● **Passage shown**:
-----

In order to protect the interests of the Omicron Delta Kappa Society and Educational Foundation, Inc. (the “Society”) and the members of the Society and other entities who support its programs, these policies are designed to assure that all gifts to, or for the use of, the Society are structured to provide maximum benefits to all involved.
This document will focus on both current and deferred gifts, with special emphasis on various types of deferred gifts.
The goal is to encourage funding of the Society without encumbering the organization with gifts which may prove to generate more cost than benefit, or which are restricted in a manner which is not in keeping with the goals of the Society.
To optimize funding from individuals and other entities, the Society must be capable of responding quickly, and in the affirmative where possible, to all gifts offered by prospective donors. It is understood that except where stated otherwise, these policies are intended as guidelines, and that flexibility must be maintained since some gift situations can be complex, and decisions only made after careful consideration of a number of interrelated factors. Therefore, these policies will in some instances require that the merits of a particular gift be considered by Board of Trustees (the “Board”) and a final decision be made only by that body.
These gift acceptance policies shall be reviewed by the Board as circumstances may warrant.
Categories of Giving
I. Annual Giving (Unrestricted) – These are gifts that are used for ongoing current budgetary expenditures including un-endowed or general scholarships. These gifts are not restricted by the donors as to their use.
II. Special Projects (Restricted) – These are gifts that are expendable for specific approved purposes. The donor designates the use of his/her gift for special purposes.
To assure continuity and integrity of the gift, all restricted gift documents should contain language similar to:
“Should the purpose(s) of the gift, as detailed herein, no longer exist(s), the Board of Trustees are authorized to use the earnings of the gift, as they shall determine, in order to best carry out the intended purposes stated in the agreement or the mission of the Society.”
III. Endowment – Endowment gifts are considered perpetual. It is a special or reserve fund that stipulates or restricts the use of the income from the endowed fund. From the Society’s point of view, the terms of the endowment should be written with wide flexibility, yet ensuring the donor is comfortable and satisfied with the terms of the agreement.
A. Types of Endowments
- Pure Endowments: These are endowments which are to continue in perpetuity and in which the principal is not to be invaded.
- Quasi-endowments: The principal of these endowments can be used upon the approval of the Board. Typically, these funds are board-designated endowed funds.
- Term Endowments: These funds are usually set up for a specific period of time. It is usually understood that the principal will be withdrawn from the investment pools after the stated period of time (for example, a period of 3-10 years).
- Preservation and Maintenance Endowment: These funds are to be specifically used to support the long-term preservation, care and maintenance for the National Headquarters Building (located at 224 McLaughlin Street, Lexington, VA 24450).
B. Endowment Restrictions
No restrictions on how gifts may be used will be honored without proper approval from the Board.

-----

● **What this exercise asks**:
a - Do the gift acceptance policies support each of these statements? Answer yes or no for each, quoting the words of the gift acceptance policies that decide it. (i) The principal of a quasi-endowment can be used once the Board approves. (ii) Donors restrict how annual giving gifts are used. (iii) The Board must review the gift acceptance policies every year.
b - Could you take the gift acceptance policies further, starting right after their final sentence?

● **Collected data**:
-----

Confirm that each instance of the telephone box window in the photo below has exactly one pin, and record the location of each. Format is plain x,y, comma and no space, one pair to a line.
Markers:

-----

● **Responses to the exercise**:
a -
(i) Yes: "The principal of these endowments can be used upon the approval of the Board."
(ii) No: "These gifts are not restricted by the donors as to their use."
(iii) No: "These gift acceptance policies shall be reviewed by the Board as circumstances may warrant."

b -
C. Minimum Amounts
The minimum required and time allowed to establish endowed funds:
- Named Scholarship – $25,000
Because conditions change over time, it is recommended that endowment funds contain the following contingency clause:
“If circumstances should arise in the future that make it illegal, impossible, or impracticable to use the gift for the purposes specified above, then the Board best judgment to determine prudent use of the fund in an attempt to fulfill the primary purpose of the fund or Society.”
The maximum period to raise an endowed fund may not exceed five years.
Methods of Giving
There are a number of ways that assets may be used to provide gifts to the Society. This variety allows donors to choose the most appropriate for their circumstances and interests.
I. Outright Gifts
l . Gifts in the form of cash, checks or by credit or debit card including online donations shall be accepted regardless of the amount unless, as in the case of all gifts, there is a question as to whether the donor has sufficient title to the assets or is mentally competent to legally transfer the funds as a gift to the Society.
2. All checks must be made payable to Omicron Delta Kappa Society and Educational Foundation, Inc. in U.S. Dollars and shall in no event be made payable to an employee of the Society, agent, or volunteer for the credit of the Society.
B. Publicly Traded Securities
Securities that are traded on the New York, NASDAQ, American Stock Exchanges, or other readily marketable securities, shall be accepted by the Society. It is policy that such securities will be immediately sold by the Society. In no event shall an employee or volunteer working on behalf of the Society commit to a donor that a particular security will be held by the Society unless authorized to do so by an officer (Chair, National Treasurer, President/CEO) of the Society. The value of the gift will be the average of the highest and lowest selling prices quoted for the security on the day of the gift.
C. Closely Held Securities
These are shares of securities in entities which have been organized for profit making purposes and are rarely traded on stock exchanges. The value of held securities in excess of $10,000 will be determined by a qualified appraiser as required by the Internal Revenue Service. Gifts of $10,000 or less may be valued at the per share base purchase price of the most recent transaction. Typically, this transaction will be the redemption of the stock by the corporation.
Method of Delivery of Securities
Mailing: If securities are mailed, donors should obtain stock power, signing it exactly as it appears on the stock certificates. The stock power and letter with instructions should be mailed in a separate letter from the stock certificates (i.e., stock power with certificates become bearer instruments and should not be mailed together). If possible, the stock certificates should be sent via registered mail. The value of the transaction will be determined based on the postmarked date.
Electronic Transfer: If the donors are interested in transferring securities electronically from their brokerage house to the Society’s account, they should consult the National Headquarters for DCT instructions. The value of the transaction will be determined on the date of transfer to the Society’s brokerage account.
D. Non-Traditional Investments
The Society may accept gifts of non-traditional investments such as partnership interests, after a thorough review of the following:
- Nature of any applicable restrictions
- Legal and other liabilities associated with the asset
- Carrying costs such as administrative and legal fees
- Exposure to unrelated business income tax liability
E. Real Property
No gift of real estate shall be accepted without prior approval of the Board.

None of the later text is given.